++++ The data ++++

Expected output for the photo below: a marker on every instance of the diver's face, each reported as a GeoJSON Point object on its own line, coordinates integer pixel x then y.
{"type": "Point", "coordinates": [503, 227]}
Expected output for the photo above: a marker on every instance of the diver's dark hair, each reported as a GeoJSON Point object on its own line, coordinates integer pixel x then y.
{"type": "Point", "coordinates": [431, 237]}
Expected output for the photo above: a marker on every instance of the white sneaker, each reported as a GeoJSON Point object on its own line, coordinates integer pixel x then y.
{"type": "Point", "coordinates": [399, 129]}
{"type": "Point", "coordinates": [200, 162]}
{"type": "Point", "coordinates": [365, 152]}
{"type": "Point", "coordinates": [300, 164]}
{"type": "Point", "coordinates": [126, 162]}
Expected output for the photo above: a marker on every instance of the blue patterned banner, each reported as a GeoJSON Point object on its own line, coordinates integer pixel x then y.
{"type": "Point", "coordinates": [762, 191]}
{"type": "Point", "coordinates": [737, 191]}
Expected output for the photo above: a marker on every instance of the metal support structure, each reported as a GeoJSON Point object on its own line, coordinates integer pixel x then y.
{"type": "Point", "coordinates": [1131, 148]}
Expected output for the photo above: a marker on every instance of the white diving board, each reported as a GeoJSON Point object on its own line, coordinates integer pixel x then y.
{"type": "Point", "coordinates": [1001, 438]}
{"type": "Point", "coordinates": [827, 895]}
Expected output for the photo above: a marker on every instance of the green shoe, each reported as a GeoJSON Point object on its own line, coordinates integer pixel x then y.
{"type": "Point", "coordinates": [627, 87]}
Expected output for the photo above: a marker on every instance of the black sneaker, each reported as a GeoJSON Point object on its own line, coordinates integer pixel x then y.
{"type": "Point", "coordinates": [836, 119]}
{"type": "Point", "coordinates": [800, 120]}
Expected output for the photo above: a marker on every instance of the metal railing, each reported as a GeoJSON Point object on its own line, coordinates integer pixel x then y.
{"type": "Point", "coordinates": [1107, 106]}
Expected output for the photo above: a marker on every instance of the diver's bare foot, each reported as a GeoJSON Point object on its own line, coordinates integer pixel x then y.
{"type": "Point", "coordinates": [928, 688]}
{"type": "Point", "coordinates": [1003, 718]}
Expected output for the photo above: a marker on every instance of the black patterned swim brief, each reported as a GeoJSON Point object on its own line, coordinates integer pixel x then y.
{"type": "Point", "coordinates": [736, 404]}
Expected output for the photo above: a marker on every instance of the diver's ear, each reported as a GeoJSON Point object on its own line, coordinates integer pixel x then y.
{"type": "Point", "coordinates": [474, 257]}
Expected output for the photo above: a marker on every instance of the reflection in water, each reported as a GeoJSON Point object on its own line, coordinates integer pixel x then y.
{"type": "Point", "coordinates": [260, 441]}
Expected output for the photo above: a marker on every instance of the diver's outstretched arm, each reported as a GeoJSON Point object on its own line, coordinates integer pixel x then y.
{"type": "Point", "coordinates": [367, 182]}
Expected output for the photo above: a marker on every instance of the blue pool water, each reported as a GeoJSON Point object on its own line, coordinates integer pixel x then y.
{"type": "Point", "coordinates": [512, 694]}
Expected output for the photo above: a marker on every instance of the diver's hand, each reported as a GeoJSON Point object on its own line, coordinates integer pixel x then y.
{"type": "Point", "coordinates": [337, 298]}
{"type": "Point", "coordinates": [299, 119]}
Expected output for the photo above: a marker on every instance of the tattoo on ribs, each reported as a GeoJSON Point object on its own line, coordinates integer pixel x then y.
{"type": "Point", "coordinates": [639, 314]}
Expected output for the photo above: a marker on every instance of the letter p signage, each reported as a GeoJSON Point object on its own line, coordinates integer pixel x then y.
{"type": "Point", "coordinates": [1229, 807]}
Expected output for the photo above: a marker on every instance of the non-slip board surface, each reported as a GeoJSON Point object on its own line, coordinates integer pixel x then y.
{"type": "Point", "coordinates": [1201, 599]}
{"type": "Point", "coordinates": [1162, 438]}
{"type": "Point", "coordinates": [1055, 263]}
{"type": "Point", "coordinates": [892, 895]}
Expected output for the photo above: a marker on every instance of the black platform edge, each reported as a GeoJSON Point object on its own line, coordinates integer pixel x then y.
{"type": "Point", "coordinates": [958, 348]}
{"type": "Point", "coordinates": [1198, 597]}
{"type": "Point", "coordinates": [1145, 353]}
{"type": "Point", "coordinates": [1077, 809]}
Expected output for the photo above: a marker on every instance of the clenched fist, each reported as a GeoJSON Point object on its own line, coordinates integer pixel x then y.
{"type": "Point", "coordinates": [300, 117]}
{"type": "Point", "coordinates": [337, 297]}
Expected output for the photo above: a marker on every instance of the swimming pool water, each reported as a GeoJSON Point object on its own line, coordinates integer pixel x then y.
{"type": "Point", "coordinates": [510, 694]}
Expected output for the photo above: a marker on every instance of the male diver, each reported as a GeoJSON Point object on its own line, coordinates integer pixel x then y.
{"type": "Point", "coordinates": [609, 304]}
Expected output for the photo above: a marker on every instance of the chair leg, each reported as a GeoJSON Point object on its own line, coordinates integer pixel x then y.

++++

Output all of the records, keeping every word exact.

- **Task output**:
Expected output for the photo below: a marker on every instance of the diver's face, each reported as a GeoJSON Point object on its own line, coordinates integer pixel x then y.
{"type": "Point", "coordinates": [503, 227]}
Expected output for the photo above: a marker on every instance of the diver's dark hair, each reported as a GeoJSON Point object on its own line, coordinates integer pixel x then y.
{"type": "Point", "coordinates": [431, 237]}
Expected output for the photo above: a marker on every instance of the white sneaker, each reported as a GeoJSON Point object on its own line, coordinates integer pixel x then y.
{"type": "Point", "coordinates": [399, 129]}
{"type": "Point", "coordinates": [200, 162]}
{"type": "Point", "coordinates": [365, 152]}
{"type": "Point", "coordinates": [300, 164]}
{"type": "Point", "coordinates": [126, 162]}
Expected output for the photo above: a marker on every instance of the blue patterned banner, each reported as a GeoJSON Point object on its own line, coordinates integer pixel x then y.
{"type": "Point", "coordinates": [762, 191]}
{"type": "Point", "coordinates": [737, 191]}
Expected output for the photo above: a marker on every instance of the metal support structure, each reported as a GeoJSON Point object on its own line, coordinates integer pixel x then y.
{"type": "Point", "coordinates": [1131, 148]}
Expected output for the photo above: a marker on every instance of the white diving board, each reported as a GeoJSON Point object on its own line, coordinates integer pixel x then y.
{"type": "Point", "coordinates": [1001, 438]}
{"type": "Point", "coordinates": [827, 895]}
Expected output for the photo above: a marker on every instance of the green shoe, each reported as a GeoJSON Point object on its own line, coordinates integer pixel x then y.
{"type": "Point", "coordinates": [627, 87]}
Expected output for the photo above: a marker on every instance of the black sneaker, each reported as a GeoJSON Point object on its own line, coordinates integer pixel x then y.
{"type": "Point", "coordinates": [836, 119]}
{"type": "Point", "coordinates": [800, 120]}
Expected output for the photo above: a marker on every instance of the metal railing, each reported as a GeoJSON Point object on its own line, coordinates integer pixel x then y.
{"type": "Point", "coordinates": [1107, 106]}
Expected output for the photo above: a marker on every instance of the diver's bare foot, each reported as a GeoJSON Point object on its own line, coordinates integer pixel x then y.
{"type": "Point", "coordinates": [928, 688]}
{"type": "Point", "coordinates": [1003, 718]}
Expected output for the photo above: a marker on every instance of the black patterned swim brief, each reported as a GeoJSON Point object on its own line, coordinates integer pixel x then y.
{"type": "Point", "coordinates": [736, 404]}
Expected output for the photo above: a marker on every instance of the diver's ear, each reported as a GeoJSON Point object on its own line, coordinates integer pixel x then y.
{"type": "Point", "coordinates": [474, 257]}
Expected output for the photo above: a marker on every instance of the reflection in water, each reported as a GeoJSON Point object on its own line, coordinates integer pixel x then y.
{"type": "Point", "coordinates": [260, 441]}
Expected output for the photo above: a marker on every instance of the diver's outstretched arm, each reported as a GeoJSON Point object on its own line, coordinates integer pixel x then y.
{"type": "Point", "coordinates": [367, 182]}
Expected output for the photo above: a marker on every instance of the blue pool water, each reported as a GeoJSON Point object on its own line, coordinates integer pixel x then y.
{"type": "Point", "coordinates": [512, 694]}
Expected output for the photo above: a marker on every instance of the diver's hand, each reported as a GeoJSON Point object on its own line, coordinates integer pixel x then y.
{"type": "Point", "coordinates": [337, 298]}
{"type": "Point", "coordinates": [299, 119]}
Expected output for the photo above: a marker on every instance of the tattoo on ribs, each reported as a GeoJSON Point object on its own line, coordinates integer pixel x then y.
{"type": "Point", "coordinates": [639, 314]}
Expected output for the photo above: a marker on every instance of the letter p signage, each reported as a GeoJSON Point object on its own line, coordinates integer pixel x then y.
{"type": "Point", "coordinates": [1229, 807]}
Expected output for the photo above: a marker on every instance of the non-slip board surface, each reported as a GeoJSON Point object on its own line, coordinates integer pixel x then y.
{"type": "Point", "coordinates": [1201, 599]}
{"type": "Point", "coordinates": [1162, 438]}
{"type": "Point", "coordinates": [1055, 263]}
{"type": "Point", "coordinates": [892, 895]}
Expected output for the photo above: a marker on every instance of the black platform edge, each reported as a GeoJSON Point object on its own line, coordinates integer pixel x then y.
{"type": "Point", "coordinates": [958, 348]}
{"type": "Point", "coordinates": [1198, 597]}
{"type": "Point", "coordinates": [1145, 353]}
{"type": "Point", "coordinates": [1077, 809]}
Expected output for the photo above: a marker on every instance of the clenched fist, each reported as a GeoJSON Point object on its own line, coordinates integer pixel x then y.
{"type": "Point", "coordinates": [300, 117]}
{"type": "Point", "coordinates": [337, 297]}
Expected output for the photo above: a marker on every instance of the swimming pool water, each reported as a GeoJSON Point object on its own line, coordinates integer pixel x then y.
{"type": "Point", "coordinates": [510, 694]}
Expected output for the photo above: a marker on every instance of the male diver, each reported as a GeoJSON Point object on its own line, coordinates integer pixel x then y.
{"type": "Point", "coordinates": [609, 304]}
Expected output for the photo above: a marker on every instance of the chair leg, each reported as a GeoJSON Point object on its own line, coordinates integer pixel x then y.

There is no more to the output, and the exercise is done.